- _INSTRUCTIONS FOR THE TASK_: Rewrite the article about the Brian Higgins verdict from "Higgins, 50, of" up to and including "Thomas M. Rose.", substituting "panel" for "jury".

- _SUPPLIED TEXT_:
Dayton businessman Brian Higgins found guilty of federal charges

Dayton businessman Brian Higgins was found guilty Thursday on five federal charges related to insurance fraud

Higgins, 50, of Dayton, was found guilty of three counts of mail fraud and two counts of tampering with a witness with intent to retaliate, according to Jennifer Thornton, spokeswoman for U.S. Attorney Kenneth L. Parker.

The jury found Higgins not guilty of two counts of tampering with a witness, she said.

Sentencing is scheduled for April 14 and Higgins will remain on bond as previously ordered in home detention with an electronic monitor and privileges to go to work and to medical and legal appointments, according to U.S. District Judge Thomas M. Rose.

His attorney, Tamara S. Sack, could not be reached for comment.

Higgins was accused of defrauding insurance company Assurant of money the company paid him for repairs that were to be made to a home he co-owned.

“According to court documents and trial testimony, in 2014 and 2015 Higgins filed an insurance claim in connection with water damage to the Meeker Creek residence, an 8,000 square-foot house in Dayton,” Parker’s office said in a Thursday news release. “Higgins received more than $100,000 in insurance claims that he used for his personal benefit rather than to repair water damage that occurred from a large fish tank.”

- _INFORMATION SHOWN_:

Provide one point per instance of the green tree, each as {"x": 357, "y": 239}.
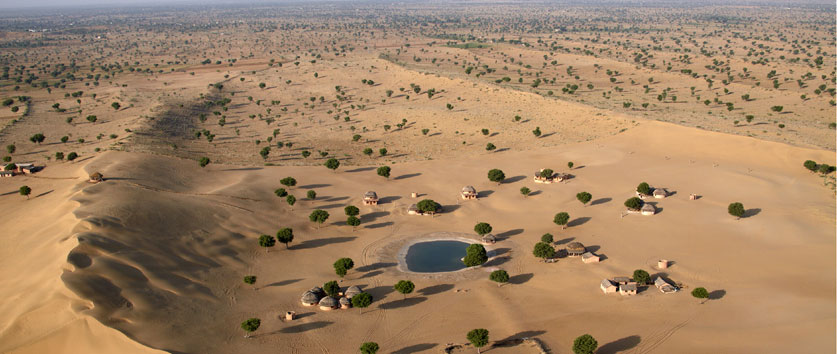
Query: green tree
{"x": 285, "y": 235}
{"x": 427, "y": 206}
{"x": 25, "y": 191}
{"x": 404, "y": 287}
{"x": 736, "y": 209}
{"x": 643, "y": 188}
{"x": 267, "y": 241}
{"x": 642, "y": 277}
{"x": 634, "y": 203}
{"x": 250, "y": 325}
{"x": 384, "y": 171}
{"x": 584, "y": 197}
{"x": 351, "y": 210}
{"x": 561, "y": 219}
{"x": 362, "y": 301}
{"x": 475, "y": 255}
{"x": 482, "y": 228}
{"x": 343, "y": 265}
{"x": 543, "y": 250}
{"x": 332, "y": 164}
{"x": 499, "y": 276}
{"x": 496, "y": 175}
{"x": 700, "y": 293}
{"x": 370, "y": 347}
{"x": 288, "y": 182}
{"x": 585, "y": 344}
{"x": 478, "y": 338}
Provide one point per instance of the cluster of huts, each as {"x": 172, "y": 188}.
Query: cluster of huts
{"x": 20, "y": 169}
{"x": 317, "y": 297}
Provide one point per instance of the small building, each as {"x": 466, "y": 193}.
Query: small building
{"x": 608, "y": 287}
{"x": 622, "y": 280}
{"x": 352, "y": 291}
{"x": 664, "y": 286}
{"x": 659, "y": 193}
{"x": 469, "y": 192}
{"x": 96, "y": 177}
{"x": 25, "y": 167}
{"x": 328, "y": 303}
{"x": 648, "y": 209}
{"x": 589, "y": 257}
{"x": 627, "y": 289}
{"x": 489, "y": 239}
{"x": 575, "y": 249}
{"x": 370, "y": 198}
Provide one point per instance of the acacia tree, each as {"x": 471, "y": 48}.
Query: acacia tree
{"x": 362, "y": 301}
{"x": 342, "y": 266}
{"x": 736, "y": 209}
{"x": 482, "y": 228}
{"x": 285, "y": 235}
{"x": 561, "y": 219}
{"x": 499, "y": 276}
{"x": 496, "y": 175}
{"x": 384, "y": 171}
{"x": 543, "y": 250}
{"x": 318, "y": 216}
{"x": 585, "y": 344}
{"x": 267, "y": 241}
{"x": 584, "y": 197}
{"x": 369, "y": 348}
{"x": 478, "y": 338}
{"x": 250, "y": 325}
{"x": 404, "y": 287}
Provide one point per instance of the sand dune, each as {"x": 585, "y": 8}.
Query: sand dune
{"x": 158, "y": 252}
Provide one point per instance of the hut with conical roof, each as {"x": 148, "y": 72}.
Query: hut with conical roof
{"x": 328, "y": 303}
{"x": 310, "y": 299}
{"x": 370, "y": 198}
{"x": 575, "y": 249}
{"x": 469, "y": 192}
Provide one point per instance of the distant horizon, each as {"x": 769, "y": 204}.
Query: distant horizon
{"x": 110, "y": 4}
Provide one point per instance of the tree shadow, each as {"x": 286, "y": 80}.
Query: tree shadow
{"x": 513, "y": 179}
{"x": 435, "y": 289}
{"x": 319, "y": 242}
{"x": 389, "y": 199}
{"x": 409, "y": 175}
{"x": 717, "y": 294}
{"x": 283, "y": 282}
{"x": 305, "y": 327}
{"x": 578, "y": 221}
{"x": 415, "y": 348}
{"x": 410, "y": 301}
{"x": 619, "y": 345}
{"x": 521, "y": 278}
{"x": 506, "y": 234}
{"x": 600, "y": 201}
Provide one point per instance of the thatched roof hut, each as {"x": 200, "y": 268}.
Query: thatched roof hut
{"x": 575, "y": 249}
{"x": 648, "y": 209}
{"x": 352, "y": 291}
{"x": 310, "y": 299}
{"x": 328, "y": 303}
{"x": 469, "y": 192}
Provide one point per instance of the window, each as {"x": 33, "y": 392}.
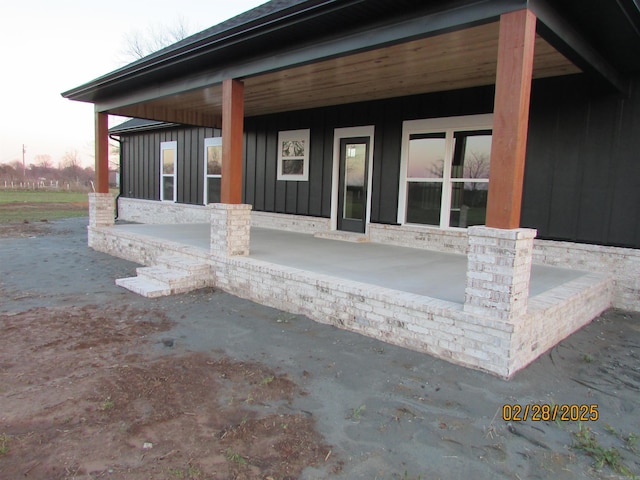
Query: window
{"x": 293, "y": 155}
{"x": 168, "y": 161}
{"x": 212, "y": 169}
{"x": 445, "y": 171}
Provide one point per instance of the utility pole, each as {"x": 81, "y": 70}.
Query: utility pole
{"x": 24, "y": 165}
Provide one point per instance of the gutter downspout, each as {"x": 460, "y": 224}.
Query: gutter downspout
{"x": 117, "y": 139}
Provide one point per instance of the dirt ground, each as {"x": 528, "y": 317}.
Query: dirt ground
{"x": 96, "y": 382}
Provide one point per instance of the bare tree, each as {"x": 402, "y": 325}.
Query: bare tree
{"x": 476, "y": 165}
{"x": 140, "y": 43}
{"x": 44, "y": 161}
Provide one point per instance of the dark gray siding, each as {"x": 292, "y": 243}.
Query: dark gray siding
{"x": 141, "y": 162}
{"x": 582, "y": 178}
{"x": 313, "y": 198}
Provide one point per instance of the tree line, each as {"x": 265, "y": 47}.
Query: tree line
{"x": 69, "y": 173}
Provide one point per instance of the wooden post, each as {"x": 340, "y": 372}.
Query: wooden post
{"x": 511, "y": 118}
{"x": 232, "y": 140}
{"x": 102, "y": 152}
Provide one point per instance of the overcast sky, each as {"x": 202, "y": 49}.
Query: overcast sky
{"x": 51, "y": 46}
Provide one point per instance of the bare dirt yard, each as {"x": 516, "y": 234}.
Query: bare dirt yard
{"x": 96, "y": 382}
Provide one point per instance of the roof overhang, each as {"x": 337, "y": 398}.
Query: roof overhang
{"x": 445, "y": 49}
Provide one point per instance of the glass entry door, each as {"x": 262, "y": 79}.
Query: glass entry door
{"x": 352, "y": 197}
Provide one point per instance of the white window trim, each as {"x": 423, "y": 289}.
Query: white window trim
{"x": 448, "y": 125}
{"x": 303, "y": 135}
{"x": 209, "y": 142}
{"x": 169, "y": 146}
{"x": 338, "y": 134}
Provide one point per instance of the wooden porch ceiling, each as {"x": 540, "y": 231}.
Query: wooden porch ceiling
{"x": 454, "y": 60}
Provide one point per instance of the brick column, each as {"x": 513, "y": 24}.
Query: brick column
{"x": 498, "y": 272}
{"x": 230, "y": 229}
{"x": 102, "y": 209}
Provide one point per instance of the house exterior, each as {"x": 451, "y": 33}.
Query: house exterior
{"x": 470, "y": 128}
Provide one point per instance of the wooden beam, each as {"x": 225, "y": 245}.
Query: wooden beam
{"x": 102, "y": 152}
{"x": 232, "y": 140}
{"x": 511, "y": 118}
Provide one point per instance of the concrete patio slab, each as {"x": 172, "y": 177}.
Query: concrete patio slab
{"x": 422, "y": 272}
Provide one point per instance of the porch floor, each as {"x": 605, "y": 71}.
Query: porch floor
{"x": 423, "y": 272}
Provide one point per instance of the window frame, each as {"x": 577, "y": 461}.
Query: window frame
{"x": 448, "y": 126}
{"x": 294, "y": 135}
{"x": 170, "y": 145}
{"x": 209, "y": 142}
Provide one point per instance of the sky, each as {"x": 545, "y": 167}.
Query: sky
{"x": 51, "y": 46}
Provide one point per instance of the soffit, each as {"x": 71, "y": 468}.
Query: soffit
{"x": 454, "y": 60}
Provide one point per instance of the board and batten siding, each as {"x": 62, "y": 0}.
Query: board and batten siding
{"x": 141, "y": 162}
{"x": 582, "y": 175}
{"x": 313, "y": 197}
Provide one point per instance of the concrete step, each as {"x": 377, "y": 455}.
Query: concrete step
{"x": 343, "y": 236}
{"x": 144, "y": 286}
{"x": 186, "y": 264}
{"x": 179, "y": 280}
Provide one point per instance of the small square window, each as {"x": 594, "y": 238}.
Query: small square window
{"x": 293, "y": 155}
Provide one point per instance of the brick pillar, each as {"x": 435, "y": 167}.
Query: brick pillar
{"x": 498, "y": 272}
{"x": 230, "y": 229}
{"x": 102, "y": 209}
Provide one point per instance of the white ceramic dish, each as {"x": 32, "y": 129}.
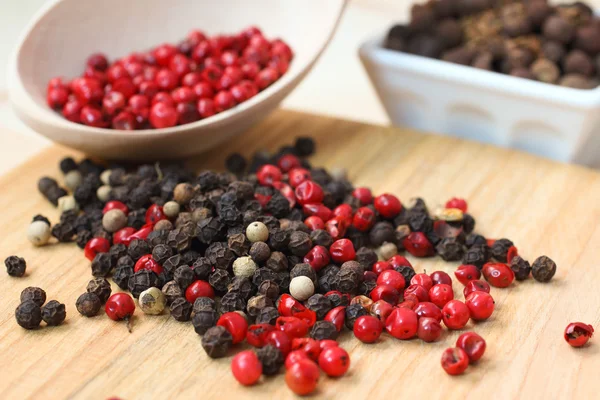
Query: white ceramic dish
{"x": 65, "y": 32}
{"x": 437, "y": 96}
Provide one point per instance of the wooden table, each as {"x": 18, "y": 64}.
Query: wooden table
{"x": 545, "y": 207}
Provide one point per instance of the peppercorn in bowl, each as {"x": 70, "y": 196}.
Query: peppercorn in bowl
{"x": 160, "y": 79}
{"x": 514, "y": 74}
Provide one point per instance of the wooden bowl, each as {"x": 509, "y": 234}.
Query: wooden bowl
{"x": 64, "y": 33}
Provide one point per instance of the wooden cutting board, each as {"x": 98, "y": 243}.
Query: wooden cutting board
{"x": 544, "y": 207}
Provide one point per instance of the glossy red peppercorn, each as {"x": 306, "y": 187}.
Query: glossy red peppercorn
{"x": 498, "y": 274}
{"x": 363, "y": 195}
{"x": 392, "y": 278}
{"x": 302, "y": 377}
{"x": 318, "y": 257}
{"x": 363, "y": 219}
{"x": 441, "y": 294}
{"x": 235, "y": 324}
{"x": 256, "y": 335}
{"x": 147, "y": 262}
{"x": 473, "y": 344}
{"x": 309, "y": 192}
{"x": 402, "y": 323}
{"x": 334, "y": 361}
{"x": 456, "y": 202}
{"x": 455, "y": 314}
{"x": 455, "y": 361}
{"x": 246, "y": 367}
{"x": 337, "y": 316}
{"x": 95, "y": 246}
{"x": 419, "y": 291}
{"x": 280, "y": 340}
{"x": 427, "y": 309}
{"x": 197, "y": 289}
{"x": 387, "y": 205}
{"x": 367, "y": 329}
{"x": 577, "y": 334}
{"x": 114, "y": 204}
{"x": 429, "y": 329}
{"x": 417, "y": 244}
{"x": 481, "y": 305}
{"x": 466, "y": 273}
{"x": 476, "y": 286}
{"x": 267, "y": 174}
{"x": 342, "y": 250}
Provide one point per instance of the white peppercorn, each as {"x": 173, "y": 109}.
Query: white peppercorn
{"x": 114, "y": 220}
{"x": 39, "y": 233}
{"x": 73, "y": 179}
{"x": 244, "y": 267}
{"x": 152, "y": 301}
{"x": 171, "y": 209}
{"x": 257, "y": 232}
{"x": 301, "y": 288}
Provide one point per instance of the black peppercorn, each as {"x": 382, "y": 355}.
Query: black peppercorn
{"x": 217, "y": 341}
{"x": 100, "y": 287}
{"x": 543, "y": 269}
{"x": 267, "y": 315}
{"x": 181, "y": 309}
{"x": 322, "y": 330}
{"x": 499, "y": 249}
{"x": 88, "y": 304}
{"x": 353, "y": 311}
{"x": 35, "y": 294}
{"x": 271, "y": 359}
{"x": 28, "y": 315}
{"x": 320, "y": 304}
{"x": 15, "y": 266}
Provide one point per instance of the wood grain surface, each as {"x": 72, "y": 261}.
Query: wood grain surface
{"x": 544, "y": 207}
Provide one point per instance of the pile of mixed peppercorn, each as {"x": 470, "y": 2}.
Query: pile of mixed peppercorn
{"x": 275, "y": 251}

- _TASK OUTPUT_:
Higgins, 50, of Dayton, was found guilty of three counts of mail fraud and two counts of tampering with a witness with intent to retaliate, according to Jennifer Thornton, spokeswoman for U.S. Attorney Kenneth L. Parker.

The panel found Higgins not guilty of two counts of tampering with a witness, she said.

Sentencing is scheduled for April 14 and Higgins will remain on bond as previously ordered in home detention with an electronic monitor and privileges to go to work and to medical and legal appointments, according to U.S. District Judge Thomas M. Rose.